Stored data entries:
-=-=-

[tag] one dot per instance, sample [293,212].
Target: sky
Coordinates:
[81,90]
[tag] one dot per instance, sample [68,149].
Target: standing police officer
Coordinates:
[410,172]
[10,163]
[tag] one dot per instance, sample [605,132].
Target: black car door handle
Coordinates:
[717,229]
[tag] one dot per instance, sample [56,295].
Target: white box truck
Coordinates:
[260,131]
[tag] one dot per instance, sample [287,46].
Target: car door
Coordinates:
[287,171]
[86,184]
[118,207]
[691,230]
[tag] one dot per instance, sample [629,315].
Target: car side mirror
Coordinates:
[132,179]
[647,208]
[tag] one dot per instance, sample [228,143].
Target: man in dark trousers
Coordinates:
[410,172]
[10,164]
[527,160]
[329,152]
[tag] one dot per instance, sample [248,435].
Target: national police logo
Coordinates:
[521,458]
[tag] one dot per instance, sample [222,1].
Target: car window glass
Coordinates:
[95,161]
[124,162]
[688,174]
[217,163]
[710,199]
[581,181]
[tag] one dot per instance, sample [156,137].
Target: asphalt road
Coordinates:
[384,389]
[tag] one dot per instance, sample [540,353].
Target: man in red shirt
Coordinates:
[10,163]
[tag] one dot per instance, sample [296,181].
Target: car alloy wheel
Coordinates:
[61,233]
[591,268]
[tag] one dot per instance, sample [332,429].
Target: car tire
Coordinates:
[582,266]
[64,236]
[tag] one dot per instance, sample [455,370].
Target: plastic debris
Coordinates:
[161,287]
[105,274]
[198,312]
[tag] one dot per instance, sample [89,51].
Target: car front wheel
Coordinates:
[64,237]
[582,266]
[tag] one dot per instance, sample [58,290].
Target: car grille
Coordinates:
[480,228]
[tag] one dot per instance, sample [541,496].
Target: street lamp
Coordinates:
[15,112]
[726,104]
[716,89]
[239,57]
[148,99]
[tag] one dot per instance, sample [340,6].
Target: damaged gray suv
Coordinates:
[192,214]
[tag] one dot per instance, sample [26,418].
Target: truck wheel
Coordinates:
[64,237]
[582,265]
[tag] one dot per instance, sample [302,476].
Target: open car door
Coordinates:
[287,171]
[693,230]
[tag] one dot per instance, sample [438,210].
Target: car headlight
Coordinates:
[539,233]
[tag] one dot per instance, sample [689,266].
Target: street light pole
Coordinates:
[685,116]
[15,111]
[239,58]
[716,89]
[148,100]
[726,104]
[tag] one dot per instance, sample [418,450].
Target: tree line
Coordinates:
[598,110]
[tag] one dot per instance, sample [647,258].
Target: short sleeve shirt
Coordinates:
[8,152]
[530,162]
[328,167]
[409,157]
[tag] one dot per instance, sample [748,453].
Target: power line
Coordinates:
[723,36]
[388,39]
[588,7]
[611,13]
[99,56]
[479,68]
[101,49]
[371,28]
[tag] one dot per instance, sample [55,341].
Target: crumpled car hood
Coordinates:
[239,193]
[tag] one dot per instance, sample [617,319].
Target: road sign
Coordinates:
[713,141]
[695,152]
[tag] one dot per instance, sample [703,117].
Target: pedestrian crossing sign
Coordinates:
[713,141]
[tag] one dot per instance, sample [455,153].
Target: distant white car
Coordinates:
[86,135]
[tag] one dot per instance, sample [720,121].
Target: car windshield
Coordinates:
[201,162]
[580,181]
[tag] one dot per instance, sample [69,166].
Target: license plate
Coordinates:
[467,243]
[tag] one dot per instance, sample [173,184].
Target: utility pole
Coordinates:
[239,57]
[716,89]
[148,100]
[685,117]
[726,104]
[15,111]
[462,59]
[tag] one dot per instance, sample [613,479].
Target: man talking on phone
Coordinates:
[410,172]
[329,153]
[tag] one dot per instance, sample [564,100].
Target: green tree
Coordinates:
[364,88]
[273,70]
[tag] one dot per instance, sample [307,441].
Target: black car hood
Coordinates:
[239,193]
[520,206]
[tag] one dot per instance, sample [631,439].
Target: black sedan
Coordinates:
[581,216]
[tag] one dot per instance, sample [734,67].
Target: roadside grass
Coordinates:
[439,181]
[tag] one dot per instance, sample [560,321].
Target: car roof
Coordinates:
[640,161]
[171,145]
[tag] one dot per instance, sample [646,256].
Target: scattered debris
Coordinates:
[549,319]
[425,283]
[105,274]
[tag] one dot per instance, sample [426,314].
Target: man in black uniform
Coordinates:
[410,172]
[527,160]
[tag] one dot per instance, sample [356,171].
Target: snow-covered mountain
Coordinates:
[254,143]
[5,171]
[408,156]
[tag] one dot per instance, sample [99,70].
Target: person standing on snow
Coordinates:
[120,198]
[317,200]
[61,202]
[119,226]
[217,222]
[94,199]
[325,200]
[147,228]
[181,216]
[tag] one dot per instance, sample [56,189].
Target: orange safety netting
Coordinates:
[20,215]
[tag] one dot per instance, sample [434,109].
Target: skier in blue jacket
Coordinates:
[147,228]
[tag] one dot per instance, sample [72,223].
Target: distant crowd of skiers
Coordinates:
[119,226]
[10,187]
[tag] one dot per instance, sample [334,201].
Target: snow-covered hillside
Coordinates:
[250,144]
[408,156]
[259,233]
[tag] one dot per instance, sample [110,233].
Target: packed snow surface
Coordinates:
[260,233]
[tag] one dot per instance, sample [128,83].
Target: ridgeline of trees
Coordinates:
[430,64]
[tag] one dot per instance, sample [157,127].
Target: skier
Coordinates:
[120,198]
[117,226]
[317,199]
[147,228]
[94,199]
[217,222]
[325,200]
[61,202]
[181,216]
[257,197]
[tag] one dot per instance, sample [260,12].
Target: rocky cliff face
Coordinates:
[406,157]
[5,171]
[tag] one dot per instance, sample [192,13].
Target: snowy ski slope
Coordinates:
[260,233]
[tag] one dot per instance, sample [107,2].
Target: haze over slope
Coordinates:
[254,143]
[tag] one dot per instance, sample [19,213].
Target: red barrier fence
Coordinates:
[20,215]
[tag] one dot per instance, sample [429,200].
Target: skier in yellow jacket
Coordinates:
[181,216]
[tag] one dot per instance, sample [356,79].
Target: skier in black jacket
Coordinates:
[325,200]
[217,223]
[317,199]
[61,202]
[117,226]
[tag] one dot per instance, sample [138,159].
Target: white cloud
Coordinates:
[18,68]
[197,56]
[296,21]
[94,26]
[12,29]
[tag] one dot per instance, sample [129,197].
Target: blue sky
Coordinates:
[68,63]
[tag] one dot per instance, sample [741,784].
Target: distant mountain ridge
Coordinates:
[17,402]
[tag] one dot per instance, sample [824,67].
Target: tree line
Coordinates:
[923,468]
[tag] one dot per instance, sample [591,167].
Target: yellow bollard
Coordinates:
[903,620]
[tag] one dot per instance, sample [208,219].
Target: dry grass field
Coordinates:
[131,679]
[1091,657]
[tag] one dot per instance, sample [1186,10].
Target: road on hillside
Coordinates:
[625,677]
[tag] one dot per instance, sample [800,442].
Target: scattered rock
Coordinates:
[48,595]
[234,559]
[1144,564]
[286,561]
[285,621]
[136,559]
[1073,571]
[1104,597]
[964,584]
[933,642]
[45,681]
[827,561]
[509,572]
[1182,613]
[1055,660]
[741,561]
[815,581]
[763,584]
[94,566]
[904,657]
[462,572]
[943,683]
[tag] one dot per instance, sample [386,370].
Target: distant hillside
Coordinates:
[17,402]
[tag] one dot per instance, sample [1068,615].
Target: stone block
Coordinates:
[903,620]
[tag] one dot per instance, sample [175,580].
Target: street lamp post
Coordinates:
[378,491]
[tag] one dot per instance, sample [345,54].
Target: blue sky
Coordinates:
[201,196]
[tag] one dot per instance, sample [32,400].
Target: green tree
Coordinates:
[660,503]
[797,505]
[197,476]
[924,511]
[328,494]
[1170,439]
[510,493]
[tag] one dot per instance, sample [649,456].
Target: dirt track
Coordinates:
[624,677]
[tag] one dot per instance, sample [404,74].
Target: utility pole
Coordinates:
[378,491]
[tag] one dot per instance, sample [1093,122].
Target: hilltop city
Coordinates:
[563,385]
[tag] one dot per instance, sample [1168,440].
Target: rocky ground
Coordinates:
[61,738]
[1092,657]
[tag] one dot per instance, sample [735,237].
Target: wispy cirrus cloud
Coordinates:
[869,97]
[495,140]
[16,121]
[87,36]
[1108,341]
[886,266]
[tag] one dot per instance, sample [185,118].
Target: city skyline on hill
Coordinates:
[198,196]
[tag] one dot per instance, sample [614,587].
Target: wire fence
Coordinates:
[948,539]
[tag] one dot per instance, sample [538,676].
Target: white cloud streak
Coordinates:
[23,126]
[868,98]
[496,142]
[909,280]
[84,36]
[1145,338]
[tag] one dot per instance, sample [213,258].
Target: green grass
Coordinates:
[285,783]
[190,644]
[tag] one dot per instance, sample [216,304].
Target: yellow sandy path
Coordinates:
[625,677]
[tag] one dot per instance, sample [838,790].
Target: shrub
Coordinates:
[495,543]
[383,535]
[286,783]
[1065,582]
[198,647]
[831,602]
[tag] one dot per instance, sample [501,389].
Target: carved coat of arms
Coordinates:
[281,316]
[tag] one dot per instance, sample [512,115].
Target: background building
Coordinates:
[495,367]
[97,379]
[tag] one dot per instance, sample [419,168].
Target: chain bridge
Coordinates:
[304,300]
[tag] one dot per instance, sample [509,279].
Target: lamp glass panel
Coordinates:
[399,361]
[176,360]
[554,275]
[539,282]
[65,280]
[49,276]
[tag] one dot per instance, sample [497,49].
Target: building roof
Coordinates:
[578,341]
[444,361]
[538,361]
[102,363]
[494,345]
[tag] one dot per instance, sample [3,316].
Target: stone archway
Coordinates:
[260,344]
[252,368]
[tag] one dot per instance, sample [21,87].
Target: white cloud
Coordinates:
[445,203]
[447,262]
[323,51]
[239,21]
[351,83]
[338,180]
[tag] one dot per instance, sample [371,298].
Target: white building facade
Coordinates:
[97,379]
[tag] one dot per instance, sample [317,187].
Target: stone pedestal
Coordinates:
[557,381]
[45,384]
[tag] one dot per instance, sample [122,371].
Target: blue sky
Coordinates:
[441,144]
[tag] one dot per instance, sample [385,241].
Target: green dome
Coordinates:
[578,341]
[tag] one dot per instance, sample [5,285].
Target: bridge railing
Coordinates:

-=-=-

Work to be completed> Reproduce the records above from the line with "[tag] one dot per instance, sample [3,316]." through the end of the records, substituting "copper dome" for "green dome" and leaving everything else unchanged.

Task solution>
[tag] one dot per instance, sample [3,316].
Target: stone archway
Coordinates:
[260,344]
[252,368]
[tag] one dot per instance, sample [21,87].
Target: white cloud
Coordinates:
[445,203]
[447,262]
[323,51]
[239,21]
[351,83]
[338,180]
[tag] one dot per instance, sample [371,298].
Target: white building facade
Coordinates:
[97,379]
[tag] one dot per instance, sample [317,187].
Target: stone pedestal
Coordinates:
[557,381]
[45,384]
[tag] one dot per instance, sample [122,371].
Target: blue sky
Coordinates:
[441,144]
[tag] one dot per instance, sample [385,241].
Target: copper dome
Coordinates:
[578,341]
[tag] one dot per instance, sample [5,285].
Target: bridge railing
Coordinates:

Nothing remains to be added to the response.